### WHAT THE EXERCISE ASKS:
Would you reproduce exactly the lines below from the one holding "Annotate grass in" through the one holding "Annotate groom's hand", inclusive, and no others?

[Referring expression grounding data]
= Beginning of Section =

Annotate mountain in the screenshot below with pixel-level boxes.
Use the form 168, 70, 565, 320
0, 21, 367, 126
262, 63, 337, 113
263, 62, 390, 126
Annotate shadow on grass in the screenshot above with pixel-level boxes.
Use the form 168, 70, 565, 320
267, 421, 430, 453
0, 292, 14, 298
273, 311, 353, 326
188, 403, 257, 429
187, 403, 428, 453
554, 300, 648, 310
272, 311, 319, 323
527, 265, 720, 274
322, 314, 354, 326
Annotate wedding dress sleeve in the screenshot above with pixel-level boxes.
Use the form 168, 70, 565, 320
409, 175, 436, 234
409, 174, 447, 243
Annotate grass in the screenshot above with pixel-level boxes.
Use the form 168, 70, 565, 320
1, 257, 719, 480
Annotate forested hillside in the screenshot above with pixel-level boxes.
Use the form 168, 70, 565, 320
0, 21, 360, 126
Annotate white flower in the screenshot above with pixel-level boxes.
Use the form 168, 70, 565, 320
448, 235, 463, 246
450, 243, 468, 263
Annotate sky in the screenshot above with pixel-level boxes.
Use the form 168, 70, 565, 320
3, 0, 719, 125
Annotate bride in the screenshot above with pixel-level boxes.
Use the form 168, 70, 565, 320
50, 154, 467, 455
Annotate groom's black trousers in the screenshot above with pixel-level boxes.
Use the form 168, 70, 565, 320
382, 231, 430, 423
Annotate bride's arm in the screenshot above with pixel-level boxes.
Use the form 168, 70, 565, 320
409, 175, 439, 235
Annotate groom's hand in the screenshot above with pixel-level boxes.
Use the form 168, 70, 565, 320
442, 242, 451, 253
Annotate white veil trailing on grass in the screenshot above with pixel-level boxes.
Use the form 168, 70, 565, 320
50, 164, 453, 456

= End of Section =

### RESULT OF THIS TASK:
Annotate grass in the screenshot above with pixel-level boxes.
Use the form 168, 70, 565, 320
1, 257, 719, 480
Annotate forested hillside in the screenshot above with pixel-level boxes.
Use the form 168, 70, 565, 320
0, 21, 360, 126
Annotate white flower in the screenshot above with pixel-level boxes.
Use the form 168, 70, 565, 320
448, 235, 463, 246
450, 243, 468, 263
Annotate sky in the screenshot above with pixel-level boxes.
Use the form 168, 70, 565, 320
3, 0, 719, 125
Annotate bride in the screenshot above with pixel-level boxes.
Use the form 168, 70, 565, 320
50, 154, 467, 455
Annotate groom's black trousers in the screenshot above with pixel-level boxes.
Use the form 168, 70, 565, 320
382, 231, 430, 423
Annotate bride's arm in the screenshot above with pixel-level boxes.
Use the form 168, 70, 565, 320
409, 175, 439, 235
Annotate groom's hand in the screenshot above with pixel-level boxes.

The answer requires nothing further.